*WORK INSTRUCTION:* The records below must be copied in full; omit the images.

Text-to-region grounding data:
= Beginning of Section =
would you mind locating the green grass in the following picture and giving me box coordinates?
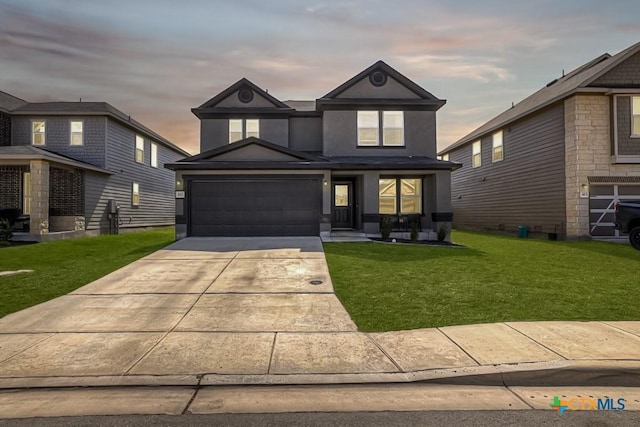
[324,230,640,332]
[0,228,175,317]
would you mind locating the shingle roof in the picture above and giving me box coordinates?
[440,41,640,154]
[0,146,112,174]
[0,91,27,112]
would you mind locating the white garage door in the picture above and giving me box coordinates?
[589,184,640,237]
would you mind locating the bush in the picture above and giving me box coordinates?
[0,218,13,245]
[380,216,393,240]
[410,221,420,241]
[437,224,449,242]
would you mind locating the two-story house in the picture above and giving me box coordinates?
[439,41,640,240]
[167,61,458,239]
[0,91,189,241]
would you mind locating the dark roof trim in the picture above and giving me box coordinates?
[166,161,459,171]
[193,78,291,118]
[316,98,445,111]
[177,137,326,163]
[321,60,444,102]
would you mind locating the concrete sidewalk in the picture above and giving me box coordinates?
[0,237,639,391]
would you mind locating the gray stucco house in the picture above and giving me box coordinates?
[0,91,189,241]
[439,41,640,240]
[167,61,458,239]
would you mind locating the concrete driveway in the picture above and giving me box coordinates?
[0,237,403,384]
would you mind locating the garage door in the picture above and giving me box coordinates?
[589,184,640,237]
[189,178,321,237]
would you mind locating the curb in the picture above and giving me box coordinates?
[1,360,638,390]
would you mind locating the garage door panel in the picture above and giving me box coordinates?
[189,178,320,237]
[589,184,640,238]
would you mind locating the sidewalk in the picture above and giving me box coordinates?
[0,237,639,417]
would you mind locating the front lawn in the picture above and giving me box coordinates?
[324,231,640,332]
[0,228,175,317]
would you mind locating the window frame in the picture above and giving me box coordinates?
[69,120,84,146]
[150,142,158,168]
[357,111,379,146]
[378,177,423,215]
[492,130,503,162]
[135,135,145,164]
[632,96,640,137]
[472,140,482,168]
[132,182,140,207]
[229,118,260,143]
[32,120,46,146]
[357,110,405,147]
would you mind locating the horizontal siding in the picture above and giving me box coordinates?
[449,103,566,235]
[83,119,183,231]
= End of Section =
*TASK SOLUTION:*
would you mind locating the green grass in the following picture and giving me box coordinates?
[324,230,640,332]
[0,228,175,317]
would you mind locating the shingle roof in the picture above and giving me box coordinates?
[440,41,640,154]
[0,146,112,174]
[0,91,27,112]
would you mind locating the white garage door in the picture above and giving me box coordinates?
[589,184,640,237]
would you mind locating the bush in the picture above and giving me box coordinates?
[0,218,13,245]
[380,216,393,240]
[410,221,420,241]
[437,224,449,242]
would you mind locating the two-story house in the picture above and giving me box coordinates?
[439,41,640,240]
[167,61,458,239]
[0,91,189,241]
would you mind locating the dark roof trim in the picture above and giving me box coordinates?
[166,161,459,171]
[193,78,291,118]
[316,98,445,111]
[177,137,326,163]
[321,60,444,102]
would you mind locating the concrete sidewalk in the picture above and giving me box coordinates?
[0,237,639,391]
would you mind locating the gray stucco house in the picture above and giving me box coordinates?
[0,91,189,241]
[439,41,640,240]
[167,61,458,239]
would you mind locating the concrete driveway in the picture above and giving me box coordinates?
[0,237,403,384]
would you mind locating the garage door in the picture above and giving me box coordinates?
[589,184,640,237]
[189,178,321,237]
would you mind locating the curb in the picture above and giving me box coordinates?
[1,360,638,390]
would you mind locating the garage door panel in the picture above and giving me box coordinates?
[189,178,320,237]
[589,184,640,238]
would you mind locating the sidewalk in the picture above and giving me box coordinates?
[0,237,639,417]
would you mind locating the front lawn in the picture above and giving me box coordinates?
[324,231,640,332]
[0,228,175,317]
would you mind locating the window frame in the picture above and giving me box coordinates?
[69,120,84,146]
[150,142,158,168]
[357,111,379,146]
[378,177,423,215]
[492,130,503,162]
[135,135,145,164]
[632,96,640,137]
[472,140,482,168]
[132,182,140,207]
[229,118,260,143]
[32,120,46,146]
[357,110,405,147]
would you mind locating the horizontal siding in the picture above and giving me box coordinates?
[449,103,566,235]
[83,119,183,231]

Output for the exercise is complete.